Text segment ▸

━━━━━━━━━━━━━━━━━━━━

Whichever club you follow, you like to think that your fellow fans are, on the whole, jolly fine fellows – lads and lasses all. Equally, you hold dear the notion that the fans of “that other lot from ovver t’hill” (Man U, for any Leeds fan worth his salt) are a ridiculous bunch, amusing and repellent all in one, fodder for those of us who revel in laughing at the Pride of Devon.  This mind-set prompted me to write about Man U’s Top Ten Embarrassing Celebrity Fans, an article which was, I’m pleased to say, widely read and well-received. I’ve a Spurs version in the pipeline; I do like to pander occasionally to my own petty prejudices.

Every now and then, though, you come across such a repellent example of loathsome slitheriness among the ranks of your own beloved club’s supporters, that you just have to hold your hands up and say: “It’s a fair cop.  We’ve got a right one here.”  It’s happened to me, today.  I’m not talking about the vile Savile (indeed, I have a picture of him in a Liverpool FC shirt).  I’m talking about someone alive, kicking and doing very nicely for himself indeed, thank you.  Ladies and gentlemen, I give you Mark Byford: former Deputy Director of the BBC, new author, Leeds United fan, expenses claimant extraordinaire and enthusiastic proponent of what can best be described as the “Byford Brand” with a view to the ongoing feathering of his own already plush nest.

Mark Byford featured on BBC Radio Five Live just this morning, eager and ready to be interviewed about his first book which was inspired, so we’re told more than once, by a shaft of sunlight shining on the name of a soldier, Larry Byford, on a war memorial in America.  The coincidence of names led Mark Byford to research and write a book about the American Byford, fallen in conflict in Vietnam, along with the wartime experiences of his own father Lawry Byford.  A neat idea and doubtless quite moving.

━━━━━━━━━━━━━━━━━━━━

Records ▸
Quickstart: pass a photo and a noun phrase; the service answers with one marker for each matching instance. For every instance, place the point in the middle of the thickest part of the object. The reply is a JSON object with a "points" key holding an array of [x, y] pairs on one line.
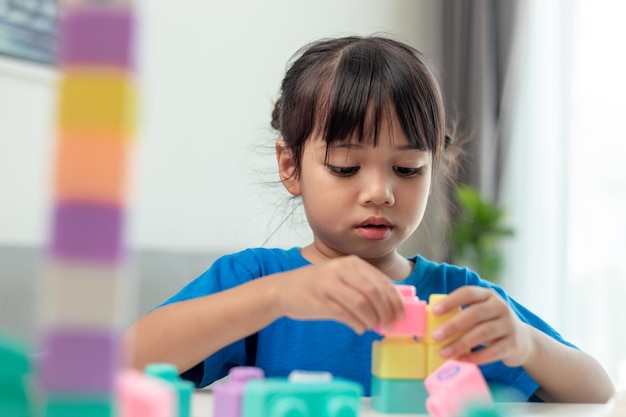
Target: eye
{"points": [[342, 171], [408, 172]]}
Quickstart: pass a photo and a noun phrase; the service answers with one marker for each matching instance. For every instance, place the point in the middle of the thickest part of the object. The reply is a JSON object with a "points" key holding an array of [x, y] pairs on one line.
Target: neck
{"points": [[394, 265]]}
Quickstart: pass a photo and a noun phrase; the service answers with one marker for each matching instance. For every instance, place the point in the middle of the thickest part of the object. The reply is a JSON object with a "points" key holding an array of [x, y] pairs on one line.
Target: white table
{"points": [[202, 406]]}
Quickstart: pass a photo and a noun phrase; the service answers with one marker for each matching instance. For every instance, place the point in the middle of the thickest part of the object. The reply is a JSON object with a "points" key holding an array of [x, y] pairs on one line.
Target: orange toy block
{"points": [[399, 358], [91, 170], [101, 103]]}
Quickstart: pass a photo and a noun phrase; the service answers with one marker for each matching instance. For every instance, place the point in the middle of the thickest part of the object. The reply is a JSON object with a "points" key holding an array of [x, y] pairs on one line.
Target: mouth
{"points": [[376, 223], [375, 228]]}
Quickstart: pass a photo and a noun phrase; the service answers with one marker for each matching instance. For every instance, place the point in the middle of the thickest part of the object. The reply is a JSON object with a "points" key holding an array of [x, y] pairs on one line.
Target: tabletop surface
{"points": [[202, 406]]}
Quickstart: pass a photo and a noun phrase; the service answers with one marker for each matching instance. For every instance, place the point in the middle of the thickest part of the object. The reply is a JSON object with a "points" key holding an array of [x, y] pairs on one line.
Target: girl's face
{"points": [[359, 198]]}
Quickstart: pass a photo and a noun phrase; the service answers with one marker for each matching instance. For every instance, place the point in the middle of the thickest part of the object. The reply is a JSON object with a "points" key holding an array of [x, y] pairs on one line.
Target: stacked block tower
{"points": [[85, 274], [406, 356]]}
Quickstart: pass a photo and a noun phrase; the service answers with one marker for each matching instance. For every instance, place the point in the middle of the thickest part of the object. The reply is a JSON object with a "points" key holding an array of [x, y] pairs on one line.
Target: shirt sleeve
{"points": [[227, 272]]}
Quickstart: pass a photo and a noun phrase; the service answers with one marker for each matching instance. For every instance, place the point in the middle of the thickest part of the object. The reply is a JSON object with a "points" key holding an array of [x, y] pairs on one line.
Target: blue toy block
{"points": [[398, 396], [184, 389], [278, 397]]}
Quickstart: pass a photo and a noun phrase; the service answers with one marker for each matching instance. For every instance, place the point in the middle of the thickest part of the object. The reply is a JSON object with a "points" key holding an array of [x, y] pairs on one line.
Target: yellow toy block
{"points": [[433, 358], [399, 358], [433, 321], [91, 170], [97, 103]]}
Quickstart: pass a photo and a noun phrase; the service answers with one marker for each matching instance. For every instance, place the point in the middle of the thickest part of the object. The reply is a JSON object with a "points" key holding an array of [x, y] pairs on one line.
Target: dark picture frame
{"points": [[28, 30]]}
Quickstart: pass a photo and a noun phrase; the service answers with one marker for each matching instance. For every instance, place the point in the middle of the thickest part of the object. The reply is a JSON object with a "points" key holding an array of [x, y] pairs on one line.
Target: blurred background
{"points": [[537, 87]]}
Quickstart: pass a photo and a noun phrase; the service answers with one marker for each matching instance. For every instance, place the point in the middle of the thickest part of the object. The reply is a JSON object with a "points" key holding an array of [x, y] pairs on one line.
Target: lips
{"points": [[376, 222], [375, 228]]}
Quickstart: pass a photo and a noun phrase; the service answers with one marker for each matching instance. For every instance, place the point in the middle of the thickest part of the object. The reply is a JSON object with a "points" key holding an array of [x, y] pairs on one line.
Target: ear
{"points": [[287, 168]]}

━━━━━━━━━━━━━━━━━━━━

Complete the following ▸
1. In the article on Mark Byford, list the descriptions given to Byford in the sentence that introduces him to the reader.
2. Extend the article on Mark Byford, starting after its final sentence.

Answers to the exercise ▸
1.
- Former Deputy Director of the BBC
- New author
- Leeds United fan
- Expenses claimant extraordinaire
- Enthusiastic proponent of the "Byford Brand," with a view to the ongoing feathering of his own already plush nest

2.
The wisdom of Byford in sticking his head above the parapet at this particular time, though, might be questioned by some who feel he still has a little embarrassment to live down.  Mark Byford, after all, is the man who walked away from the loss of his job at the BBC with twice his contractual severance entitlement, so that he trousered a cool £1 million on top of his extremely generous final salary pension entitlement.  Perhaps he felt that this sensitive issue would be overlooked in the eagerness of the interviewer to help him promote his book.  Big mistake.

Victoria Derbyshire is one of those interviewers whose sweet and demure exterior belies her underlying instinct to harry her prey; at times like these she is more polecat than tabby.  In the past she has upset the likes of Jamie Oliver with her remorseless style, and when she interviewed her own Five Live boss about why he wasn’t moving to MediaCityUK in Salford when the station moved in Autumn ’11, The Guardian said: “Derbyshire’s grilling of the station’s controller Adrian Van Klaveren made Jeremy Paxman’s infamous interview with (BBC Director General) Mark Thompson look like a vicar’s tea party.”  Now, she sank her teeth into Mark Byford’s pale and exposed hide – and she simply refused to let go.  The basis of her line of questioning was simple: “Do you think you deserved your £1m pay-off?”

Try as Byford might, he was unable to shake Derbyshire from this persistent snap, snap, snap onslaught which in the end left him bloodied and bewildered as she watched narrowly from a neutral corner, fangs still bared, ready to renew her attack at any time. His quandary was clear: he didn’t want to be seen to claim he deserved the money, but he didn’t want to admit that it was undeserved, unjustifiable and contextually grotesque. The word “context”, ironically, was one coping strategy he brandished again and again, though with an amateurish petulance that defeated any attempt at calm or cool.  He was simply out-thought and out-fought, run to ground, his desired cosy “book-plug” interview metamorphosed before his horrified eyes into a pitiless exposé of his self-seeking greed and arrogance.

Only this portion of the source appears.